DATA SUPPLIED
* * *

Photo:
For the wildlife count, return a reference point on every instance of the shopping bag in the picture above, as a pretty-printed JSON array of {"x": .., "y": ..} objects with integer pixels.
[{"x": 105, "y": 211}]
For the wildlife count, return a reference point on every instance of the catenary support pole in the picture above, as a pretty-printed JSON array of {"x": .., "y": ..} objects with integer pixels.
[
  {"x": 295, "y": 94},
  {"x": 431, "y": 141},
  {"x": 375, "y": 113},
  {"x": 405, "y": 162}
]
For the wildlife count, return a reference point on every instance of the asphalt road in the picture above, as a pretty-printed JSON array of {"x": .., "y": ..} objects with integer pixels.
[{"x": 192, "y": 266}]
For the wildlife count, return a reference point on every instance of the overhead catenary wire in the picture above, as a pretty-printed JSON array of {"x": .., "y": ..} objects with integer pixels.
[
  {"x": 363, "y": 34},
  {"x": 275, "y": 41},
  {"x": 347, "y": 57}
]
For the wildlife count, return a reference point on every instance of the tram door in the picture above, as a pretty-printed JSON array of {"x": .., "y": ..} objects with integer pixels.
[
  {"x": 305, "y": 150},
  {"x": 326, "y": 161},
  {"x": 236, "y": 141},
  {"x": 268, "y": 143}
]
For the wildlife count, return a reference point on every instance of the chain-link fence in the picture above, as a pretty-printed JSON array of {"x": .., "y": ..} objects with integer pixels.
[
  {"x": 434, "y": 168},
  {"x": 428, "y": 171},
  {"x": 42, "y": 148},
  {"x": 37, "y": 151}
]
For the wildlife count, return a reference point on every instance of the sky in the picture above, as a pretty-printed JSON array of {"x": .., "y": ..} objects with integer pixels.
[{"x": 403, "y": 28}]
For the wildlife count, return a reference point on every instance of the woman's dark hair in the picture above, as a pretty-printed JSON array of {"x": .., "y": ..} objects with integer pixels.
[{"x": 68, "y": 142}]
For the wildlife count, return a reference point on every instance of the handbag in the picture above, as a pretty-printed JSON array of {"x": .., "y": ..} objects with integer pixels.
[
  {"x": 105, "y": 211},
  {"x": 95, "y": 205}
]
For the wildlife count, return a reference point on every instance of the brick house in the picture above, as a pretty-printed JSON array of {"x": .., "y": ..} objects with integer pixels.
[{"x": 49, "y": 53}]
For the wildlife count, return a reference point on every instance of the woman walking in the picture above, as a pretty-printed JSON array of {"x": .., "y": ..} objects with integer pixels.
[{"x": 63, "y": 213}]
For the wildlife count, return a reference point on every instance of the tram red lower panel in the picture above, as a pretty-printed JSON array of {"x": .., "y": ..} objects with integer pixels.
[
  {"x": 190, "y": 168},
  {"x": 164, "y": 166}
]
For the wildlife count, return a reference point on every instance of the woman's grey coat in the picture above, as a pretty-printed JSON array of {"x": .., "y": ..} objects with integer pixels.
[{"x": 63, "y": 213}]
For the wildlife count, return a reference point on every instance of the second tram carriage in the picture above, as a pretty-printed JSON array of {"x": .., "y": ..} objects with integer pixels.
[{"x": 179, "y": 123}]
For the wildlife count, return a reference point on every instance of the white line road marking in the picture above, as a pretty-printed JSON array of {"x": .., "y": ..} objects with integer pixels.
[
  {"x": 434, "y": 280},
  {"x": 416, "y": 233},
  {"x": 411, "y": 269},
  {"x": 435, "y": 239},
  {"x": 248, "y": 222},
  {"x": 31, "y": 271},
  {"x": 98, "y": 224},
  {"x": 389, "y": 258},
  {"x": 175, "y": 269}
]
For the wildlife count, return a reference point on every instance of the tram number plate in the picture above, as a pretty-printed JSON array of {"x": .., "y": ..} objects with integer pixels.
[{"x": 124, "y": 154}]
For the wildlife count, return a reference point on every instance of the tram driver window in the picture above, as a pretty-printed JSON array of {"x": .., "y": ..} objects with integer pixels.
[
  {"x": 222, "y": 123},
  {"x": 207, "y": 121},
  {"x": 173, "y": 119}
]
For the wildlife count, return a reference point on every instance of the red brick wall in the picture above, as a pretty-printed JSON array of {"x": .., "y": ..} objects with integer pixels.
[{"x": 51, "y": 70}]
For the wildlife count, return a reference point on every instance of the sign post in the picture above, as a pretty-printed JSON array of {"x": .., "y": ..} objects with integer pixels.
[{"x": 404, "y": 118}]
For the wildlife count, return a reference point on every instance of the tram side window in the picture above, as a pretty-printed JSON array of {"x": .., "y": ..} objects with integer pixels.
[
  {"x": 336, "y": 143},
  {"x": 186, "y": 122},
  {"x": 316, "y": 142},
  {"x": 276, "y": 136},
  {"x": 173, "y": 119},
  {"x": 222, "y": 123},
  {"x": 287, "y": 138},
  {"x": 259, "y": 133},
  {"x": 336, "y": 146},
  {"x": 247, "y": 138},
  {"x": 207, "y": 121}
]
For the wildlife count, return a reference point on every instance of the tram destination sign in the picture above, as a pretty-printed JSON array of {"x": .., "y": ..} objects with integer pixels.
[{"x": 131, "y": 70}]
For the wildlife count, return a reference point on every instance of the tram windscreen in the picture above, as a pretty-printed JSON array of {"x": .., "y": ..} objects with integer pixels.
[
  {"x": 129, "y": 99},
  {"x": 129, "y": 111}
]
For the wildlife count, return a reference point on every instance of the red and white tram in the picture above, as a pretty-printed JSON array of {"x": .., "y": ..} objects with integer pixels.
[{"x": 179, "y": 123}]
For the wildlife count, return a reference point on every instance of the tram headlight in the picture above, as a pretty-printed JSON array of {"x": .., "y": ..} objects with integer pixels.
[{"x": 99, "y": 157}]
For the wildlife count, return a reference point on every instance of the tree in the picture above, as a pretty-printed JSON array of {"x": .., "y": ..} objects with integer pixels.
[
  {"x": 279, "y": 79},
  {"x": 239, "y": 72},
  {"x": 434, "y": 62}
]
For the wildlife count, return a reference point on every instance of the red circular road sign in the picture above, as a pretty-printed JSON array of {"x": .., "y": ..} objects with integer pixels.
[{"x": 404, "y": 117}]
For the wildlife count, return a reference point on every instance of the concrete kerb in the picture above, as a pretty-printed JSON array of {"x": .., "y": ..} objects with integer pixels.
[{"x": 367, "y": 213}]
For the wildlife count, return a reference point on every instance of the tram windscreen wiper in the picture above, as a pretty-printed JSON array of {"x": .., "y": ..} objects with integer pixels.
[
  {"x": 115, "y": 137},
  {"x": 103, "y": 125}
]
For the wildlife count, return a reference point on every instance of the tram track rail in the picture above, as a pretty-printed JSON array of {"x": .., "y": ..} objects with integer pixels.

* * *

PROBLEM
Output the whole listing above again, word for word.

ANSWER TO THE TASK
Photo:
For the wildlife count, return a reference point on every instance of the shopping bag in the picture above, as a pretty-printed JSON array of {"x": .., "y": ..} objects with integer pixels.
[{"x": 105, "y": 211}]
For the wildlife count, return a reference point on every instance of the catenary support pole in the picture above, as a pretty-printed JSON array of {"x": .., "y": ..} objects with integer pixels.
[
  {"x": 295, "y": 94},
  {"x": 431, "y": 141},
  {"x": 375, "y": 113},
  {"x": 405, "y": 162}
]
For the wildlife count, return a reference point on every instance of the asphalt road in the picture above, as a pretty-printed JSON array of {"x": .., "y": ..} objects with integer pixels.
[{"x": 192, "y": 266}]
For the wildlife count, return a reference point on every instance of the overhead catenary wire in the picture above, as a pretty-printed JSON array of {"x": .., "y": ..} objects with integer pixels.
[
  {"x": 363, "y": 34},
  {"x": 275, "y": 41},
  {"x": 347, "y": 57}
]
For the wildlife count, return a reference point on every instance of the tram door in the picture above, as a pretty-printed JSON array of {"x": .., "y": ..} objects with integer pixels.
[
  {"x": 305, "y": 150},
  {"x": 326, "y": 161},
  {"x": 236, "y": 141},
  {"x": 268, "y": 143}
]
For the wildlife count, return a reference point on every instance of the chain-link fence in the picture above, as a pretty-printed JSON array of {"x": .., "y": ..} objects with integer pixels.
[
  {"x": 434, "y": 168},
  {"x": 428, "y": 171},
  {"x": 42, "y": 148},
  {"x": 37, "y": 151}
]
For the wildlife count, return a reference point on every instance of the sky in the picture above, as a pretty-printed JSON array of {"x": .., "y": ..} objects with integer pixels.
[{"x": 403, "y": 28}]
For the wildlife count, return a reference point on every instance of the woman's dark hair in the picture above, as a pretty-printed JSON array of {"x": .., "y": ..} objects with integer pixels.
[{"x": 68, "y": 142}]
For the wildlife count, return a reference point on every instance of the handbag in the picture above, as a pretty-printed JSON array of {"x": .., "y": ..} objects with integer pixels.
[
  {"x": 105, "y": 211},
  {"x": 95, "y": 205}
]
For the wildlife count, return a reference point on every instance of the brick house in the picture above, as a pretty-printed JSON array of {"x": .., "y": ..} objects with integer pixels.
[{"x": 49, "y": 53}]
For the wildlife count, return a reference point on every instance of the woman walking in the picture above, as a pretty-printed JSON array of {"x": .., "y": ..} objects with integer pixels.
[{"x": 63, "y": 213}]
For the wildlife count, return a reference point on every instance of the tram red lower panel in the picture above, as a pretty-printed JSON array of {"x": .., "y": ..} objects with integer pixels.
[
  {"x": 190, "y": 168},
  {"x": 164, "y": 166}
]
For the wildlife count, return a reference point on every instance of the woman's grey coat in the picture above, as a pretty-printed JSON array of {"x": .., "y": ..} objects with integer pixels.
[{"x": 63, "y": 213}]
For the wildlife count, return a reference point on every instance of the second tram carriage in the picture above, as a pretty-printed JSON array of {"x": .., "y": ..} objects with integer pixels.
[{"x": 179, "y": 123}]
For the wildlife count, return a reference point on every instance of the white line road marking in the picture above, as a pretty-printed JSON array of {"x": .., "y": ..} objects with integer pixels.
[
  {"x": 434, "y": 280},
  {"x": 416, "y": 233},
  {"x": 411, "y": 269},
  {"x": 435, "y": 239},
  {"x": 248, "y": 222},
  {"x": 31, "y": 271},
  {"x": 98, "y": 224},
  {"x": 389, "y": 258},
  {"x": 175, "y": 269}
]
For the wildlife count, return a reference point on every instance of the tram number plate in the picture above, as a pretty-printed JSON array of {"x": .., "y": ..} objects with integer pixels.
[{"x": 124, "y": 154}]
For the wildlife count, return a reference point on every instance of the tram driver window in the picture above, as a pretty-printed JSON array of {"x": .., "y": ..} objects with integer pixels.
[
  {"x": 222, "y": 123},
  {"x": 207, "y": 121},
  {"x": 173, "y": 119}
]
For the wildlife count, return a reference point on every instance of the red brick wall in the picture above, as a pretty-printed JSON array of {"x": .., "y": ..} objects with integer pixels.
[{"x": 51, "y": 70}]
For the wildlife count, return a reference point on every instance of the sign post in the picture above, as a pretty-printed JSON array of {"x": .., "y": ..} objects with integer pixels.
[{"x": 404, "y": 118}]
For the wildlife count, return a reference point on every instance of the tram side window in the picture above, as a pretty-printed JSON array of {"x": .., "y": ..} objects with integer pixels.
[
  {"x": 336, "y": 143},
  {"x": 186, "y": 122},
  {"x": 316, "y": 142},
  {"x": 276, "y": 136},
  {"x": 173, "y": 119},
  {"x": 222, "y": 123},
  {"x": 287, "y": 138},
  {"x": 259, "y": 133},
  {"x": 336, "y": 146},
  {"x": 247, "y": 138},
  {"x": 207, "y": 121}
]
For the wildlife count, return a reference point on every instance of the tram destination sign in the picture above, as a pretty-printed JSON array of {"x": .., "y": ..} objects with integer pixels.
[{"x": 131, "y": 70}]
For the wildlife count, return a reference point on every instance of the tram windscreen in the picture above, as a pretty-printed JSON array of {"x": .., "y": ..} objects with integer pixels.
[
  {"x": 129, "y": 99},
  {"x": 129, "y": 111}
]
For the wildlife count, return a reference point on every instance of the red and white tram in the picture above, as a pretty-printed JSON array of {"x": .., "y": ..} objects with integer pixels.
[{"x": 179, "y": 123}]
For the wildlife count, return a reference point on every instance of the tram headlight in the picture above, as a pretty-printed JSON array of {"x": .., "y": ..} objects with integer pixels.
[{"x": 99, "y": 157}]
For the wildlife count, return a reference point on every instance of the tree in the picture above, as a pretty-printed JSON array of {"x": .., "y": ..} objects with integer pixels.
[
  {"x": 279, "y": 79},
  {"x": 239, "y": 72},
  {"x": 434, "y": 62}
]
For the wildlife count, return a reference point on every instance of the red circular road sign in the picture above, as a pretty-printed JSON array of {"x": .., "y": ..} objects with integer pixels.
[{"x": 404, "y": 117}]
For the wildlife count, return a reference point on every instance of the concrete kerb in the picture above, as a pretty-printed JSON array of {"x": .., "y": ..} objects with integer pixels.
[{"x": 367, "y": 213}]
For the wildlife count, return a reference point on every instance of the tram windscreen wiper in the picture above, as a pretty-printed JSON array of {"x": .., "y": ..} objects with integer pixels.
[
  {"x": 115, "y": 137},
  {"x": 103, "y": 125}
]
For the wildlife count, return a reference point on every instance of the tram track rail in the picture above, as a pretty-printed JSON array of {"x": .., "y": ..} objects with integer pixels.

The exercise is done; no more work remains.